▶ **What you should do**
Reproduce verbatim the lines in the items below, starting at the line holding "of the green" and running to the last line, inclusive.

(Data records)
┌────────

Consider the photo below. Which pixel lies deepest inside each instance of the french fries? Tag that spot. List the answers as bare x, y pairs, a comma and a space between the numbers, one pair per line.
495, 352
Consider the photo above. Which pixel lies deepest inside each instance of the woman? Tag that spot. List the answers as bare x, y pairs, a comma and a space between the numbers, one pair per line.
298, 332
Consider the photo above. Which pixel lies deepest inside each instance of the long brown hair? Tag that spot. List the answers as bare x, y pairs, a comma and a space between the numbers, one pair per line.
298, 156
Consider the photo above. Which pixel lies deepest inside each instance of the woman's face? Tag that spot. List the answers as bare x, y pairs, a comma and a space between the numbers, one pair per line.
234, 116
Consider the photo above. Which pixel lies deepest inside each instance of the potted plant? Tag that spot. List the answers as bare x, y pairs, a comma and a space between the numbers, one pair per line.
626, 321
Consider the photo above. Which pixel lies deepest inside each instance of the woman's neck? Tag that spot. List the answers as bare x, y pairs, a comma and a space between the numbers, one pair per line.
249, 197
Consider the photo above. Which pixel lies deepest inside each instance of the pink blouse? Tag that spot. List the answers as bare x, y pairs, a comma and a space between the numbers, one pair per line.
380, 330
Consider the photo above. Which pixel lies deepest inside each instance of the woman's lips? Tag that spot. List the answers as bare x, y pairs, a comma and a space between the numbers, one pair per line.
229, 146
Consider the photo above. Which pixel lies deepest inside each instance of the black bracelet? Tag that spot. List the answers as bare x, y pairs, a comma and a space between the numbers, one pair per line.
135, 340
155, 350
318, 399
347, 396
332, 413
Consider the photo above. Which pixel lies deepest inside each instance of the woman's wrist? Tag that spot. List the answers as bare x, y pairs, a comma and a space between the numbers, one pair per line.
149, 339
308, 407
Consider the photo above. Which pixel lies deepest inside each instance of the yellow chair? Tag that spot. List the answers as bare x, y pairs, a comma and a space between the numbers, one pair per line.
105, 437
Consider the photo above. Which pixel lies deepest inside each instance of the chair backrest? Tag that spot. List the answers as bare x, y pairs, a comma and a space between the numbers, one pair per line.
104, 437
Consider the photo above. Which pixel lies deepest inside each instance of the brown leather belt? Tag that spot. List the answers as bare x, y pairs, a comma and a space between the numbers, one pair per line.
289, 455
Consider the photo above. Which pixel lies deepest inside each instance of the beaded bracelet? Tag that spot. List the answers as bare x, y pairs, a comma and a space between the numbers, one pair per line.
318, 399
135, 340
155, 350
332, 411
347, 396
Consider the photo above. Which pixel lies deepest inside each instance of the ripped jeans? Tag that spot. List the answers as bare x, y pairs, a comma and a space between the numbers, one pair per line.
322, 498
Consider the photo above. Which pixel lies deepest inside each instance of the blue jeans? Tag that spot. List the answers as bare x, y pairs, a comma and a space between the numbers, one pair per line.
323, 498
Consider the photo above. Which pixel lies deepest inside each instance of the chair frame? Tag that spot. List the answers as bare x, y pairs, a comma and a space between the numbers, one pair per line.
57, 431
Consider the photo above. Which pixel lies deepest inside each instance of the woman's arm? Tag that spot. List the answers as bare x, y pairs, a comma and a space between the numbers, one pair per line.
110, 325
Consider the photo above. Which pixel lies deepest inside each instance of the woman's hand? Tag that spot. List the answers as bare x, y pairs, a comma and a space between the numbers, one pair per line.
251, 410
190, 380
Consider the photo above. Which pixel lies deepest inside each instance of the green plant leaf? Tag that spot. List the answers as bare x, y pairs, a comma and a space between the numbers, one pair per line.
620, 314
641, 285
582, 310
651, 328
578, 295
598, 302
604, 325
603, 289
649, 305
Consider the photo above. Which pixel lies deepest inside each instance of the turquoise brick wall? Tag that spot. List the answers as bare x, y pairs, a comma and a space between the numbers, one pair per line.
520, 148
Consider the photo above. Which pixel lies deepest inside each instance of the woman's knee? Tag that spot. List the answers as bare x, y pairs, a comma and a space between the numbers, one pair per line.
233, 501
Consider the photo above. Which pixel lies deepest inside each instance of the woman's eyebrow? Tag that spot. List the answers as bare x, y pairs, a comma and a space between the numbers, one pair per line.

└────────

▶ **Output below**
Consider the photo above. Which pixel lies deepest inside each instance of the green plant leaf? Tag that spot. List the answers as bare x, y pairs, a comma and a space between the numbers, one pair per line.
620, 314
641, 285
582, 310
651, 328
578, 295
598, 302
604, 325
603, 289
649, 305
Consider the photo above. Which pixel lies deepest inside each instance of the turquoise brick wall? Tag that spot. List the answers as bare x, y pairs, a comma and a space between the numbers, one pair per line.
520, 148
Consider the photo above. Which pixel lies deepest inside each instance of the woman's knee? Tag that spot. List the answers as bare x, y pairs, a comma and a space between the numbers, one pair per line.
233, 501
Consider the photo above. Which pixel lies deepest inside each instance of the woman's eyebrow? Tag that spot. List the answers as bare x, y pairs, a comma and a space between the numbers, one pair per line.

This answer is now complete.